(Data records)

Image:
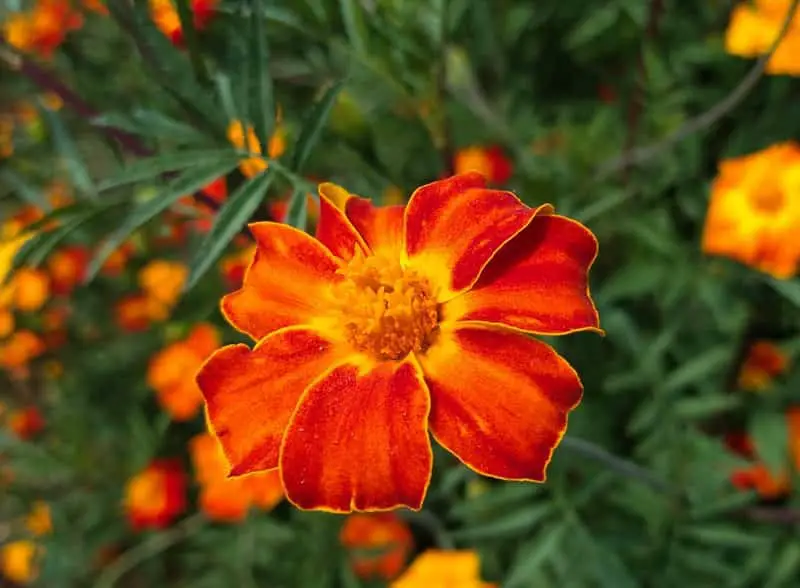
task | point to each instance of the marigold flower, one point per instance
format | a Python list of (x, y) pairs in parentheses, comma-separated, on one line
[(443, 569), (156, 496), (18, 561), (754, 213), (67, 268), (246, 139), (753, 29), (228, 499), (165, 17), (379, 544), (44, 28), (490, 162), (39, 521), (763, 363), (163, 280), (26, 423), (31, 288), (395, 321), (170, 372)]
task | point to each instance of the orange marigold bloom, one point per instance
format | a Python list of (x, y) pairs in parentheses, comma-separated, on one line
[(67, 268), (166, 18), (26, 423), (396, 321), (156, 496), (490, 162), (42, 29), (170, 372), (443, 569), (379, 544), (246, 139), (228, 499), (18, 561), (31, 289), (754, 213), (163, 280), (763, 363), (753, 29)]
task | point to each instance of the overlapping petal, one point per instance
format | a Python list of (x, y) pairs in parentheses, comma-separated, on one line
[(359, 440), (288, 282), (537, 282), (334, 229), (453, 228), (251, 395), (499, 400)]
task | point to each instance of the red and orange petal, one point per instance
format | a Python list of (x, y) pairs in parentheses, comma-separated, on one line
[(500, 400), (454, 227), (156, 496), (538, 282), (67, 268), (763, 363), (379, 544), (26, 423), (287, 283)]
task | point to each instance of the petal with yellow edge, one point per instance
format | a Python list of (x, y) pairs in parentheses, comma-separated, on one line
[(453, 227), (538, 282), (380, 226), (359, 440), (287, 283), (251, 395), (334, 229), (499, 400)]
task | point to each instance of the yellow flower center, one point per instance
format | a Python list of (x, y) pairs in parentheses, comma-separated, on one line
[(386, 310)]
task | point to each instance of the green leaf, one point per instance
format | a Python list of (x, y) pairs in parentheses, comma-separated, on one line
[(154, 167), (312, 126), (230, 219), (297, 213), (62, 140), (187, 183), (770, 434), (260, 93)]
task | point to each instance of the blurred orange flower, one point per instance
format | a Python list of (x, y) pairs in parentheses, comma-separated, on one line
[(18, 561), (489, 161), (26, 423), (67, 268), (228, 499), (156, 496), (171, 372), (246, 139), (754, 213), (379, 544), (166, 18), (443, 569), (396, 322), (42, 29), (753, 29), (764, 361)]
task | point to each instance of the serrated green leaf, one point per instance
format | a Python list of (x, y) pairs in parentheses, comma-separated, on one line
[(297, 213), (313, 125), (769, 432), (230, 219), (154, 167), (187, 183), (78, 174)]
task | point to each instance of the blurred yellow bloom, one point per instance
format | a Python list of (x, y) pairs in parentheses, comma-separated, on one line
[(443, 569), (754, 212), (18, 561), (246, 139), (753, 29), (38, 521)]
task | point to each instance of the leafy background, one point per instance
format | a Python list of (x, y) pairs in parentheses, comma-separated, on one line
[(384, 93)]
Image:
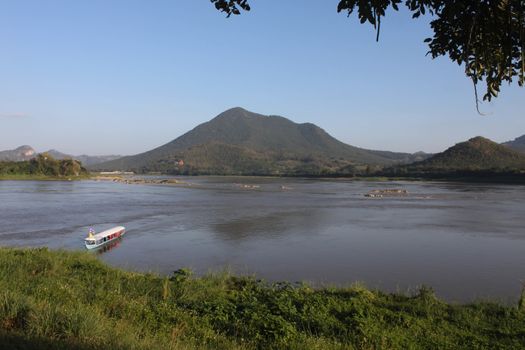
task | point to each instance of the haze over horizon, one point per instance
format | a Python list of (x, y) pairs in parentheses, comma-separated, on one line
[(125, 77)]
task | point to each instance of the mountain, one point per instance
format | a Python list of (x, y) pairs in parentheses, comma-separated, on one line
[(84, 159), (518, 144), (19, 154), (475, 154), (238, 141), (27, 152)]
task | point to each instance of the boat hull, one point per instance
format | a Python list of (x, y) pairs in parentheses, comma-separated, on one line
[(102, 241)]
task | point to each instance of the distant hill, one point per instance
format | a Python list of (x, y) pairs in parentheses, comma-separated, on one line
[(476, 154), (27, 152), (84, 159), (518, 144), (241, 142), (19, 154)]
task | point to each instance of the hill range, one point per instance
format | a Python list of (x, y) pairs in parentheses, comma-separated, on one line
[(26, 152), (240, 142), (477, 155)]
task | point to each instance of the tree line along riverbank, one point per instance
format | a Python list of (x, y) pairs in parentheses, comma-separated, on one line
[(71, 300)]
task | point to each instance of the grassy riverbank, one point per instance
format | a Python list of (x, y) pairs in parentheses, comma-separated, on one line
[(65, 300)]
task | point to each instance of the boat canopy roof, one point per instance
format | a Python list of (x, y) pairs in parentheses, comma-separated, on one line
[(106, 233)]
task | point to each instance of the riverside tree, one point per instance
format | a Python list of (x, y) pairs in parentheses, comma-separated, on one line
[(487, 37)]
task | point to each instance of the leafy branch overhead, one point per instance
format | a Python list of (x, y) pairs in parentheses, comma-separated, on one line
[(486, 36)]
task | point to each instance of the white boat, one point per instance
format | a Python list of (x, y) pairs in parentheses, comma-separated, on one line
[(95, 240)]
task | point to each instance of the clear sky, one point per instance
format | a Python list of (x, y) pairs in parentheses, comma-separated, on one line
[(124, 76)]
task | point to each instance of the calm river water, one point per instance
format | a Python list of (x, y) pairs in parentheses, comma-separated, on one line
[(467, 241)]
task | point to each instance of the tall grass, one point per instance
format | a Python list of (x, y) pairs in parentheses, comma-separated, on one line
[(68, 300)]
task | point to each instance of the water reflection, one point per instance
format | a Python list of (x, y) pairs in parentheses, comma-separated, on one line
[(465, 240)]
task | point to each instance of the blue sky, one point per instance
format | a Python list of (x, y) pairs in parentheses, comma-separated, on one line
[(124, 76)]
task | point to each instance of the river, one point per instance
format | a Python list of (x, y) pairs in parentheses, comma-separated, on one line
[(467, 241)]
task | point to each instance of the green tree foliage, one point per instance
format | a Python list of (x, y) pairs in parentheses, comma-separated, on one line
[(487, 36), (71, 300), (43, 165)]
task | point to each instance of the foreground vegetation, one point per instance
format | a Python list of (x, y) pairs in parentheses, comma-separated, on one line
[(67, 300)]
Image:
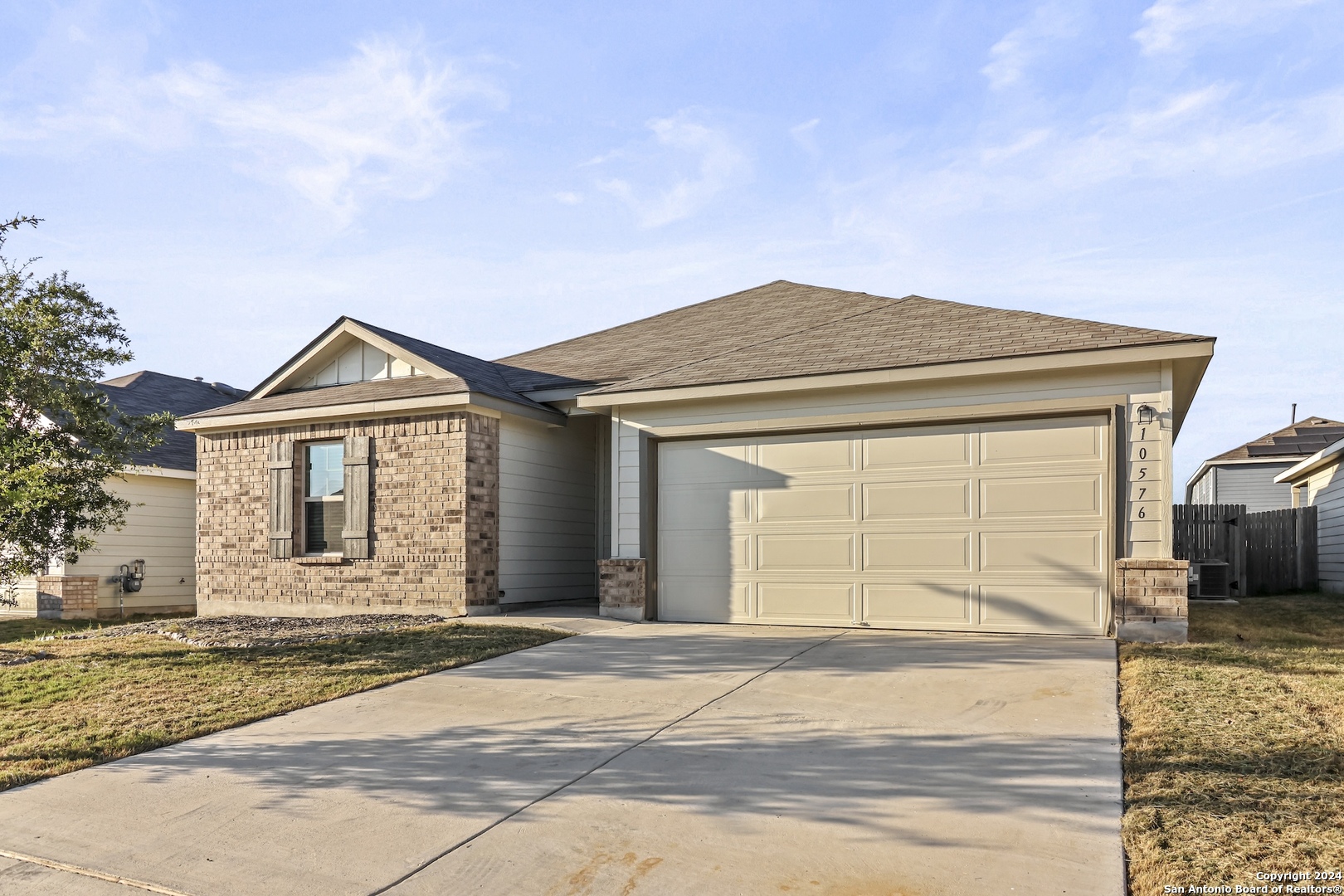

**What you need to do**
Would you transcribe all of the data exactly, omitting any pictures?

**Solution to this problem**
Image:
task | point to each instance of the marigold flower, one point per instance
format | a Python list of (x, y) pairs in parentheses, comma-separated, on one line
[(443, 569), (156, 496), (18, 561), (754, 213), (67, 268), (246, 139), (753, 29), (228, 499), (165, 17), (379, 544), (44, 28), (490, 162), (39, 521), (763, 363), (163, 280), (26, 423), (31, 288), (395, 321), (170, 372)]
task | point to each instance of the orange marigold bloom, one point per instance
format | a Python list of (x, y) pairs in parentheses, comma-separated, on one line
[(67, 268), (166, 18), (26, 423), (396, 321), (156, 496), (490, 162), (42, 29), (170, 372), (443, 569), (379, 544), (246, 139), (228, 499), (18, 561), (31, 289), (754, 213), (163, 280), (763, 363), (753, 29)]
task | point to each instance of the overlapping petal, one point per instance
format | a Python list of (x, y) pairs in parentheses, comma-separated, on one line
[(359, 440), (288, 282), (537, 282), (334, 229), (453, 228), (251, 395), (499, 400)]
task | point to each instance of the red and orange petal, one point per instance
format | a Python list of (x, y) pairs in parentheses, comma-separated, on one line
[(500, 400), (454, 227), (156, 496), (538, 282), (67, 268), (763, 363), (379, 544), (26, 423), (287, 283)]
task | point to each instance of the petal with yellow edge, one point per instance
format | a Python list of (x, y) pairs in parentheses, comma-separated, on one line
[(453, 227), (538, 282), (380, 226), (359, 440), (287, 283), (251, 395), (334, 229), (499, 400)]
task | point to each instance of the yellow flower center, one point per instance
format | a Python list of (x, y) pairs in parentheses, comma-separated, on one line
[(386, 310)]
task | point to each instance of the green leaf, one point per instance
format | a Python list of (x, y) pairs in parentheses, comma-separated, on one line
[(154, 167), (312, 126), (230, 219), (297, 213), (62, 140), (187, 183), (770, 434), (260, 93)]
task | point to each instance of the blurred orange flower, one point per instance
format | a Python list of (x, y) pairs in parentheses, comma-separated, on one line
[(18, 561), (489, 161), (26, 423), (67, 268), (228, 499), (156, 496), (171, 372), (246, 139), (754, 213), (379, 544), (166, 18), (443, 569), (396, 322), (42, 29), (753, 29), (764, 361)]
task | point to each instance of the serrated green leaf, one point per instance
format | a Python list of (x, y) pairs in parentheses, comma-separated, on one line
[(297, 213), (313, 125), (769, 432), (230, 219), (154, 167), (187, 183), (78, 174)]
task | point to each instance of the blurred yellow bloom, one point per instance
format | a Python list of (x, y) pairs in parentheses, comma-separated, on one line
[(443, 569), (754, 212), (18, 561), (246, 139), (753, 29), (38, 521)]
task | point to each instance of the leafy background, one point per instance
format | a Python list of (x, y) pairs in parentheses, comma-separated, on one line
[(384, 93)]
Image:
task | point to each instance of the haze over horizon, one point per instance
format | a Python list of (x, y) pairs in parentheses, comma-separated, on one line
[(125, 77)]
task | point to each instance of the mountain, one point per instance
format | a Python list of (x, y) pairs in parentheses, comma-separated, on one line
[(84, 159), (518, 144), (19, 154), (475, 154), (238, 141), (27, 152)]
task | point to each instance of the boat hull, one point per instance
format | a Python list of (x, y) pairs in parentheses, comma-separated, on one line
[(102, 241)]
task | point to each instance of the distant hill, one point per instance
format | a Python list of (x, y) pairs in parentheses, comma-separated, on one line
[(476, 154), (27, 152), (84, 159), (518, 144), (241, 142), (19, 154)]
task | point to each instance of the hill range, one point per instance
format | a Python list of (x, y) pairs in parentheses, comma-separated, on one line
[(26, 152), (240, 142), (477, 155)]
task | point to each instance of the tree line along riverbank, one point per instance
format | a Python list of (x, y) pairs in parentheses, comma-separated, on one line
[(71, 300)]
task | point to each instance of the grassy riverbank, one point per instance
format | a Python list of (x, y) pairs in parentheses, comma-separated, on one line
[(65, 300)]
task | point to each instance of the boat canopy roof, one point per instance
format | a Python list of (x, y) pairs in parentheses, comma-separated, on one line
[(106, 233)]
task | point to each instance of the riverside tree, one point per instance
format | a Python list of (x, y) pairs in parentheses, comma-separated, on one line
[(487, 37)]
task | point to each instance of the leafy branch overhead, one point per instance
format | a Python list of (x, y) pairs in parentheses, comma-separated, on one line
[(486, 36)]
task | point to each instance of the white boat, one point per instance
format | a Python list of (x, y) pairs in parentheses, comma-separated, on one line
[(95, 240)]
task | point to each instance of the clear sky, one point per instance
format | a Python list of (x, y) pairs in parentheses, comma-separated, on one line
[(124, 76)]
task | point to each instance of the calm river water, one point per instance
format | a Python list of (x, y) pairs in parentheses, comma-separated, on one line
[(467, 241)]
task | point to each instance of the tall grass, one point per instance
format | a Python list of (x, y) pairs in parentheses, comma-separated, on one line
[(68, 300)]
task | point to each instance of the water reflection, one point per instance
format | a Python list of (x, y) pairs in parentheses, comma-separated, on one line
[(465, 240)]
task | point to each instance of the blue sky, one point per instance
format | a Python list of (x, y) pairs in parentheses, comma-separated, on one line
[(124, 76)]
task | point to each instance of the river, one point per instance
format | a Python list of (x, y) pairs in parentheses, comma-separated, on one line
[(467, 241)]
task | point to each instance of the green tree foliage, one point per instance
format | a Python list of (x, y) pairs in parentheses, comma-separated, on one line
[(487, 36), (71, 300), (43, 165)]
task | point to each instance of the foreground vegetation, one point per instance
format | a Python list of (x, y) pairs in parentheses, comma-separated, on one line
[(67, 300)]
Image:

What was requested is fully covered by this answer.